• _Objective_:
Pick out and copy every line of the listing below that contains the word "groom".
= = = = = = =
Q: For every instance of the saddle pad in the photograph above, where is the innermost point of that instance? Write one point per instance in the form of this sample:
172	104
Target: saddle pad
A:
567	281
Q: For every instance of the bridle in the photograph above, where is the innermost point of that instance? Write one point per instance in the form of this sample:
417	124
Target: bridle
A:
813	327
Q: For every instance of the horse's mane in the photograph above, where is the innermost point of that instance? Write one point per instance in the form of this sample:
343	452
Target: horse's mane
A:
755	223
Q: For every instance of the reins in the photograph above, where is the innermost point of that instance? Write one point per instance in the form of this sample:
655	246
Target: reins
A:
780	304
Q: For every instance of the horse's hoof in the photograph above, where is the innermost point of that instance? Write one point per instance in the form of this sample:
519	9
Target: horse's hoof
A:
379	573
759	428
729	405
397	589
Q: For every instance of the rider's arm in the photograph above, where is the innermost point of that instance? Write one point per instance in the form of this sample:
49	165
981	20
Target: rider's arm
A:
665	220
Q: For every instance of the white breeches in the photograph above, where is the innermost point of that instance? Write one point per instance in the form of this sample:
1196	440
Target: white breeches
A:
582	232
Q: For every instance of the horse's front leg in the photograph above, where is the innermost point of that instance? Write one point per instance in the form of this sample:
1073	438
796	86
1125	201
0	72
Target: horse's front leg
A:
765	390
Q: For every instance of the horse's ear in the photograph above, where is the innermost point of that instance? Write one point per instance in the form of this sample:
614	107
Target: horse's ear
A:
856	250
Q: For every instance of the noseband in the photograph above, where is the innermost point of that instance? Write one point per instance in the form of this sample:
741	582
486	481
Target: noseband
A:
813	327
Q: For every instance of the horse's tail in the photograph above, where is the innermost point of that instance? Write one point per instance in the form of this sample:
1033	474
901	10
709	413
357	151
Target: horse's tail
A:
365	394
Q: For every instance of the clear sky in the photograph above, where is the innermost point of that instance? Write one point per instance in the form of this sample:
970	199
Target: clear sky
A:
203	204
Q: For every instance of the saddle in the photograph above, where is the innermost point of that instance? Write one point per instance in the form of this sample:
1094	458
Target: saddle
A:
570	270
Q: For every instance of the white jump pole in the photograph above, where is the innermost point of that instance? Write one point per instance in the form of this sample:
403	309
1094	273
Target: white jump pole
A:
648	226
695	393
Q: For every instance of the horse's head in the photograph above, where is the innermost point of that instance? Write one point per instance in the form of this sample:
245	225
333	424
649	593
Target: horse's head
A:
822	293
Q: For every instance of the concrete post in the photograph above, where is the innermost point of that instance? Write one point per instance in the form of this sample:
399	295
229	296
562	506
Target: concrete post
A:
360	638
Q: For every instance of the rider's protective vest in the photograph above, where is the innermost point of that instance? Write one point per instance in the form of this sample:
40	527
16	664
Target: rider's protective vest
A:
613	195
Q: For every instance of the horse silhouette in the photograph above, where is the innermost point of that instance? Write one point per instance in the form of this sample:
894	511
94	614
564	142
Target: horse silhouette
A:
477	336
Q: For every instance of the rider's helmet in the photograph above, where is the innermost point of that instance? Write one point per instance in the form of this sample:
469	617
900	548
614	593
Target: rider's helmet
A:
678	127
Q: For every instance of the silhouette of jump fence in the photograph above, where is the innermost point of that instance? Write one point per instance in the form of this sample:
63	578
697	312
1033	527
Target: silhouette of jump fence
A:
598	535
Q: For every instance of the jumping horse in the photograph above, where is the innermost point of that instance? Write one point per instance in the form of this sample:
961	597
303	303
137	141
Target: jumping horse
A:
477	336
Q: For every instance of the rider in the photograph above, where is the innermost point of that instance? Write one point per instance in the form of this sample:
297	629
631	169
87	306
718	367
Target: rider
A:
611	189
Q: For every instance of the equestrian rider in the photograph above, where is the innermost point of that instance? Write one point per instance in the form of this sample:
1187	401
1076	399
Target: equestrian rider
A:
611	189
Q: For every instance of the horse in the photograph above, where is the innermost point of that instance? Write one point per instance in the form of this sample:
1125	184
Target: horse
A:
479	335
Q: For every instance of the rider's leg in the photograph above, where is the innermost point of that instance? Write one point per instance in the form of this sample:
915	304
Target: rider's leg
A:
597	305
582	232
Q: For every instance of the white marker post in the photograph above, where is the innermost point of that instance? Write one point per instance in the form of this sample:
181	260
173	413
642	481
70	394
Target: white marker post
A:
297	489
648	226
= = = = = = =
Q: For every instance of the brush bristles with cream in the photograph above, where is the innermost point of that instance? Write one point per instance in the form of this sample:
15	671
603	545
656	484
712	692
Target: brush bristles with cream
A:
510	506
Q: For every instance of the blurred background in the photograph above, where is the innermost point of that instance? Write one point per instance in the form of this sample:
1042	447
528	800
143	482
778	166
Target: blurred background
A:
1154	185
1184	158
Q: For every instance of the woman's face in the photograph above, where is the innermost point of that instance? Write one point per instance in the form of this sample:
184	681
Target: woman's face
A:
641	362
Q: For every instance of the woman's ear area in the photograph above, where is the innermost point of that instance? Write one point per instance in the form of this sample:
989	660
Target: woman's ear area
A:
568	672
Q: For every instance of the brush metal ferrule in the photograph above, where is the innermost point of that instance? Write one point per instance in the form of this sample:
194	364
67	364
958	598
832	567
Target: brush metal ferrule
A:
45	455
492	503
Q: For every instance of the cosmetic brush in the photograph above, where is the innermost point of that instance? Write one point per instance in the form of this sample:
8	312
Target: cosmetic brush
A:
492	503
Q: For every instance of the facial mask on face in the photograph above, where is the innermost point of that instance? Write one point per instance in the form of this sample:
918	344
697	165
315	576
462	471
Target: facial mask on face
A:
= = = = = = =
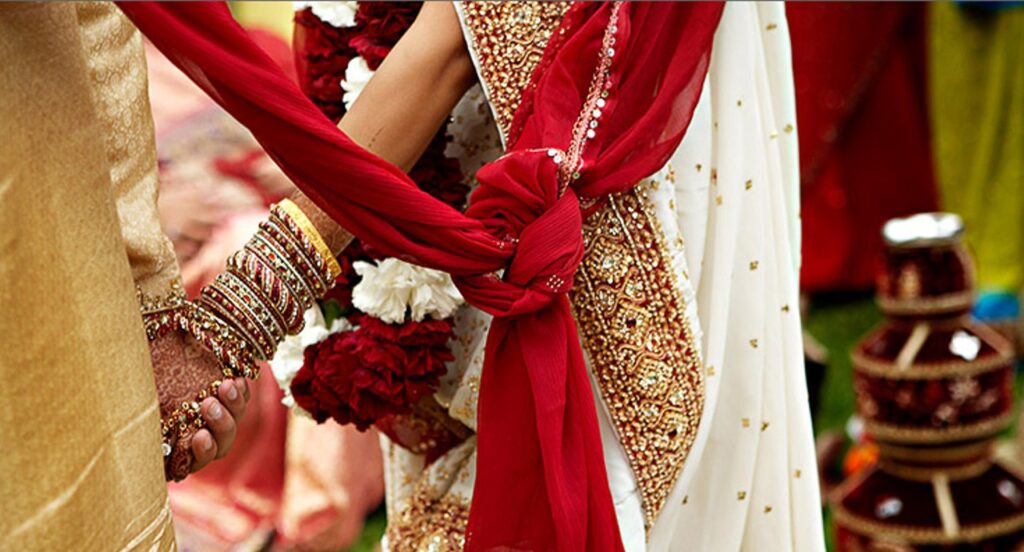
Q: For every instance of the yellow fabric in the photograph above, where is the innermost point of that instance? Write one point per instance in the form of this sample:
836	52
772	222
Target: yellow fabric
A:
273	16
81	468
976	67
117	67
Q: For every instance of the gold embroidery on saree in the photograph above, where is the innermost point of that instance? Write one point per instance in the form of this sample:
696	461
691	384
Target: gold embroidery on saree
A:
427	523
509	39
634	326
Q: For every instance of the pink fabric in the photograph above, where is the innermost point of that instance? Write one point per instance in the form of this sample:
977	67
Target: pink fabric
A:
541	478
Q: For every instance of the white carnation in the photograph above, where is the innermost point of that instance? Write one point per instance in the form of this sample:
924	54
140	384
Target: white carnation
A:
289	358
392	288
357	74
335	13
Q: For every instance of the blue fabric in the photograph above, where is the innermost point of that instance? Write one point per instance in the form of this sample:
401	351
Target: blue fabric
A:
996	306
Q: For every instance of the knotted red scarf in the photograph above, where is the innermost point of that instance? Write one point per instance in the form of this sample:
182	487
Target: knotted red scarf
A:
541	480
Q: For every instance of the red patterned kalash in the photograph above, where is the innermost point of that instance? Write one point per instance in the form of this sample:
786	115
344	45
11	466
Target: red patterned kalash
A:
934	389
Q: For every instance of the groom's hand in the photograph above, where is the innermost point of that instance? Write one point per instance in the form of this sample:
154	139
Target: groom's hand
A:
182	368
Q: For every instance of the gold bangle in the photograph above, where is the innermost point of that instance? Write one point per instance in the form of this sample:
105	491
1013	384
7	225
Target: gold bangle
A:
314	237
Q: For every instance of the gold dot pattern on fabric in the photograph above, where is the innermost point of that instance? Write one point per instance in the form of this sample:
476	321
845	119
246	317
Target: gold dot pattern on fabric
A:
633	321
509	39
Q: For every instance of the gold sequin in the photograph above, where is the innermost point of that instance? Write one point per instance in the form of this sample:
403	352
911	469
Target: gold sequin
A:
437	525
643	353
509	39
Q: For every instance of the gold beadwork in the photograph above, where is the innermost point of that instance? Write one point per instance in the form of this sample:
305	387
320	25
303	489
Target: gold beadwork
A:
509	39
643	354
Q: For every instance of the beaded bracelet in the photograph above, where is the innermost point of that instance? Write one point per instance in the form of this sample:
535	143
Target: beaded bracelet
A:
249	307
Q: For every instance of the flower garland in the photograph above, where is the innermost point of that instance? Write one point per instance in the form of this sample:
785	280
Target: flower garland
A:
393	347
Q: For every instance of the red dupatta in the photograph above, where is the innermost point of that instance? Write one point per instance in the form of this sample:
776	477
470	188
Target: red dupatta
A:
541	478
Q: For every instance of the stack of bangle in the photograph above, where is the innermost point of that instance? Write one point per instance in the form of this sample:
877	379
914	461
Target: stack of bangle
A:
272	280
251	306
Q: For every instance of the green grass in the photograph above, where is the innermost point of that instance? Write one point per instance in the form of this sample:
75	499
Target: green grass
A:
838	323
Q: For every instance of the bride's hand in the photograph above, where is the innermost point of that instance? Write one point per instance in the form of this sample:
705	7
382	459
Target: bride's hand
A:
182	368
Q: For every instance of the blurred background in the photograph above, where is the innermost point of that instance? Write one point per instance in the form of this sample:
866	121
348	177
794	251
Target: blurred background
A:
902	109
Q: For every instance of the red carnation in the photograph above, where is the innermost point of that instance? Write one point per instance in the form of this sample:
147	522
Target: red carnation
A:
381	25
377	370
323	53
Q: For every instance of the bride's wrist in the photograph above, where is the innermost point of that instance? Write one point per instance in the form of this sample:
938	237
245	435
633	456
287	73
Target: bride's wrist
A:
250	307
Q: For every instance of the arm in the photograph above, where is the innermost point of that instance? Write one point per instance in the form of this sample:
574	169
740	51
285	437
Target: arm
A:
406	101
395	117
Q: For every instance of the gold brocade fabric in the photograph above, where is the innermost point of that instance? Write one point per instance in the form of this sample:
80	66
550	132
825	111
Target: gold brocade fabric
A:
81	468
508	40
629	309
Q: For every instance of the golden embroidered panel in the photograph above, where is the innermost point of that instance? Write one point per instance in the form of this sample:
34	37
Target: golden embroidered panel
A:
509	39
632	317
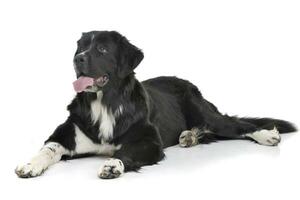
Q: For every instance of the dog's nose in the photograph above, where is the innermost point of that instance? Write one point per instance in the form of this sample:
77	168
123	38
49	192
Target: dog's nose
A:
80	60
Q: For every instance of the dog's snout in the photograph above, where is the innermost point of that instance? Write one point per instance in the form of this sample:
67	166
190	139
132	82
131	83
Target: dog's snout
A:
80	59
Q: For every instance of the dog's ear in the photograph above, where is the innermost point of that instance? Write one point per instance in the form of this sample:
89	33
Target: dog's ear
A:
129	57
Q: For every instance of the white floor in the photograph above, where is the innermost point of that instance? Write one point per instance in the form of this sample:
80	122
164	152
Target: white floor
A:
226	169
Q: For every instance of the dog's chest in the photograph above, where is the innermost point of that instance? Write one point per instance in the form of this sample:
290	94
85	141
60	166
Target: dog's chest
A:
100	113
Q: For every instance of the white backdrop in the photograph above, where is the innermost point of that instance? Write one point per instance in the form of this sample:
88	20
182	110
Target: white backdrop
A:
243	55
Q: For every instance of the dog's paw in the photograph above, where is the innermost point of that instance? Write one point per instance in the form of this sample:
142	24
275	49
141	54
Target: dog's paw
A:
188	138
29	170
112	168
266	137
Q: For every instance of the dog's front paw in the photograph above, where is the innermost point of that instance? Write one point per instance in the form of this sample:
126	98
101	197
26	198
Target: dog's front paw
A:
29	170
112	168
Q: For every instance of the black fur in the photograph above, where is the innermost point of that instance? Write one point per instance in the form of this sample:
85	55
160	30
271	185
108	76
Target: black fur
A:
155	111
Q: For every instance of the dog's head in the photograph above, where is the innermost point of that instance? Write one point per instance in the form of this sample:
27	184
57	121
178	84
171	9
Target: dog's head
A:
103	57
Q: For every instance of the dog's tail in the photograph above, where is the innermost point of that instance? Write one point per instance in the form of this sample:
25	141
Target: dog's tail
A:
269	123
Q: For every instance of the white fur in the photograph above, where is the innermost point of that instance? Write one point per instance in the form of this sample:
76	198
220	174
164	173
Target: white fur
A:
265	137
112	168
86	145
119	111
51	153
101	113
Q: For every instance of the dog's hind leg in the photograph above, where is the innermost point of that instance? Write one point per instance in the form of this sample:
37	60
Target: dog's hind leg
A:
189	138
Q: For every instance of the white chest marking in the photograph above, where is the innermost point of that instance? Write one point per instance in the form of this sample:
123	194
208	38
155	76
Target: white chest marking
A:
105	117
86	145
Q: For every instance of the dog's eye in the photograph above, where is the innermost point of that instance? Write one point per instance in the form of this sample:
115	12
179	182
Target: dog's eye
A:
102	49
= = = = = = =
• _Response to the exercise_:
Q: For every instance of the groom's hand in the photograph above, where is the innermost point of that instance? Write one point per instance in the form of this sample:
Target: groom's hand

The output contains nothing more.